Source document:
=-=-=

When it comes to fires, chimpanzees keep their cool. Does this “reveal a primitive hominid trait”?
Iowa State University primatologist Jill Pruetz has drawn on personal experience in recent research that suggests chimpanzees “conceptualize” fire. When in Senegal in 2006, Pruetz followed a band of chimpanzees as they calmly worked their way around a savanna fire. “I was very surprised at how good they were at judging the threat and predicting the behavior of fire,” she explained. The chimps’ calm behavior sets them apart from many animals that would quickly become agitated and race off in response to flames.
According to Pruetz and East Stroudsburg University paleontologist Thomas LaDuke, chimps seem to understand that fire has predictable behavior—and thus, unlike many other animals, chimps can control their natural fear of fire and rationally work to avoid its reach. Of course, because this behavior is also found in humans, the evolutionary researchers suggest such fire-awareness—as found in chimps—is a “primitive hominid trait.” Such thinking is apparent in the comments of University of Amsterdam sociologist Joop Goudsblom, who likens the chimp behavior toward fire to that of “early hominins”:
“To manipulate fire and use it for your purposes you have to step back from it, not run away. It sounds a bit odd, but it makes sense if you go back a million years. Somehow, we managed to find the proper combination of curiosity and foresight—which is what’s needed if you want regular association with fire.”

=-=-=

Records supplied:
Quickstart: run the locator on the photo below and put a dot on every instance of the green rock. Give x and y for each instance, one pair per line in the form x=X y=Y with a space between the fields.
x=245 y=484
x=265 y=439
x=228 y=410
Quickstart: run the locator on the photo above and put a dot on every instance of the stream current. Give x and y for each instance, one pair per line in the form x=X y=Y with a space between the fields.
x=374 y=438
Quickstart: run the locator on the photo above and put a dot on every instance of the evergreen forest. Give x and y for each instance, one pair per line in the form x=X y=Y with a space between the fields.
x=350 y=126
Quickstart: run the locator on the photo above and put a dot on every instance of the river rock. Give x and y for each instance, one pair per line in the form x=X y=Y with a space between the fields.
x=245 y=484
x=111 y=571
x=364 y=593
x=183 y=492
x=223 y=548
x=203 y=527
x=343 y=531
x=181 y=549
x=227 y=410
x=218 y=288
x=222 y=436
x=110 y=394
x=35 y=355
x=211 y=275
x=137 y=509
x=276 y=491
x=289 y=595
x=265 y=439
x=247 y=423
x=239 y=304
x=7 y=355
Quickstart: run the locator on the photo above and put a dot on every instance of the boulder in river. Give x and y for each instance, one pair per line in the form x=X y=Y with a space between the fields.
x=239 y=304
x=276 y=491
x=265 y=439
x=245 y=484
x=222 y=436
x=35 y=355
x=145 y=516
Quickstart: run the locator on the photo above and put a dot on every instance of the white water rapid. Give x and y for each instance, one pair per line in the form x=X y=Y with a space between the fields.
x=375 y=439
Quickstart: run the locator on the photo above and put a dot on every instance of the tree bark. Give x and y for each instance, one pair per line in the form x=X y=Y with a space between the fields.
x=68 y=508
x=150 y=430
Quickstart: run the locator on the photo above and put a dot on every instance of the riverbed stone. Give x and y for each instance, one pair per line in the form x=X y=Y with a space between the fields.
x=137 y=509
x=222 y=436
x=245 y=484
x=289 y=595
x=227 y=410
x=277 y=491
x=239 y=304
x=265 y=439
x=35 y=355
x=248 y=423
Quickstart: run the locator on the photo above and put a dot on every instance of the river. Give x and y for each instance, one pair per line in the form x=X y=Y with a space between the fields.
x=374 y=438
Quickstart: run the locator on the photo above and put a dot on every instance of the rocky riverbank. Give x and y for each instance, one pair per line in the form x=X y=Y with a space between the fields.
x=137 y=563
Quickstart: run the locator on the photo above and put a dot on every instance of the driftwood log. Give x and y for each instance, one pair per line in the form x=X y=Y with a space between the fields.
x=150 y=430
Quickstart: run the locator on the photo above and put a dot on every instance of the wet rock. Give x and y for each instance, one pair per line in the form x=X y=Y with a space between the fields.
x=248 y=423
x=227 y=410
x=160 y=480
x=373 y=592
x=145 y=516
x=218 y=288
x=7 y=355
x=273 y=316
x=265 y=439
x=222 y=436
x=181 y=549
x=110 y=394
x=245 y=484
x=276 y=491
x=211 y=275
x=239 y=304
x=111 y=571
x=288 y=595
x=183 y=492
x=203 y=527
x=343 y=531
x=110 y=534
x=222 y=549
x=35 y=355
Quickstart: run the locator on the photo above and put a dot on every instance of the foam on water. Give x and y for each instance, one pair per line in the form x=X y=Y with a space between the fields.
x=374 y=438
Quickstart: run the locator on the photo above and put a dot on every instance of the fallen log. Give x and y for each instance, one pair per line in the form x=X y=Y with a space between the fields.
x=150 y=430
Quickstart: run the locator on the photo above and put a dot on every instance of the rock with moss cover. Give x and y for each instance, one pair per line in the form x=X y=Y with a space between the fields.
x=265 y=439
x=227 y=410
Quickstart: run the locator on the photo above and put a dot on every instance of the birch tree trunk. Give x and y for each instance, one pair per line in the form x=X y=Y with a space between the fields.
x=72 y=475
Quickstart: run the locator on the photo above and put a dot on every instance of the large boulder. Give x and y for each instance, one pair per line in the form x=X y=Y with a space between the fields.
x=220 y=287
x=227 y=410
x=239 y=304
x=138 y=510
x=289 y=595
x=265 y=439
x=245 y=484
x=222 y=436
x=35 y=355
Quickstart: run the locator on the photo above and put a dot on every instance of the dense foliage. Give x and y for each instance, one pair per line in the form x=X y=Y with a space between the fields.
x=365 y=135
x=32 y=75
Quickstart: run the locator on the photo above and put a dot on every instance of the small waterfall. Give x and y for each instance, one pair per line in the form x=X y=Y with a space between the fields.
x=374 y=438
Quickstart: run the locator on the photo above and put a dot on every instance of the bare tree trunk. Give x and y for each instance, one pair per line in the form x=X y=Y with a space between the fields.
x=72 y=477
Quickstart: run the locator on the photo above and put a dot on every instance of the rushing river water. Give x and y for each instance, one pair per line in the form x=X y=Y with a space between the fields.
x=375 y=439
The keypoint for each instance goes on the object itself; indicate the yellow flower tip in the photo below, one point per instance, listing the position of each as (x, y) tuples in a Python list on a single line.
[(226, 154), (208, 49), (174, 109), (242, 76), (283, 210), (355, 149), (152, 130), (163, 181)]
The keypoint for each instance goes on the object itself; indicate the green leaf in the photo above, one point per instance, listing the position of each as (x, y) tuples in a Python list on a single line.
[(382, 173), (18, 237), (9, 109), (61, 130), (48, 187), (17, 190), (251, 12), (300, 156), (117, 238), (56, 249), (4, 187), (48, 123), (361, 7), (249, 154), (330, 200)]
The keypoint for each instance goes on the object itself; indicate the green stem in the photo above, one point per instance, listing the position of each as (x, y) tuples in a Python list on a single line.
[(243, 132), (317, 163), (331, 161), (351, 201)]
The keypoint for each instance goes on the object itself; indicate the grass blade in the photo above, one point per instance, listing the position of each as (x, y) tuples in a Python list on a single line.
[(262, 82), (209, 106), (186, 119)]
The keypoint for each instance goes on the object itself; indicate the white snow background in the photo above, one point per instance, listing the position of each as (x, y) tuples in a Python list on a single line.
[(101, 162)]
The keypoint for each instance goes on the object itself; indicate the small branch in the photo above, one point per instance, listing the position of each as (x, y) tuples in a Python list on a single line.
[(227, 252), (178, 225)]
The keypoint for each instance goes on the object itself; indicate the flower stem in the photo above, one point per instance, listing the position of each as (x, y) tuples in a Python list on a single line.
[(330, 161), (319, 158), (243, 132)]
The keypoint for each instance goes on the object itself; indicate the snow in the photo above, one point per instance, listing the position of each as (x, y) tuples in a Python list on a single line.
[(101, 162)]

=-=-=

Exercises:
- 1) List every university named in the passage on chimpanzees and fire.
- 2) From the passage on chimpanzees and fire, copy word for word the text between "When it comes" and "response to flames.", inclusive.
The lines have nothing to do with the passage on chimpanzees and fire.

Expected responses:
- 1) Iowa State University, East Stroudsburg University, University of Amsterdam

- 2)
When it comes to fires, chimpanzees keep their cool. Does this “reveal a primitive hominid trait”?
Iowa State University primatologist Jill Pruetz has drawn on personal experience in recent research that suggests chimpanzees “conceptualize” fire. When in Senegal in 2006, Pruetz followed a band of chimpanzees as they calmly worked their way around a savanna fire. “I was very surprised at how good they were at judging the threat and predicting the behavior of fire,” she explained. The chimps’ calm behavior sets them apart from many animals that would quickly become agitated and race off in response to flames.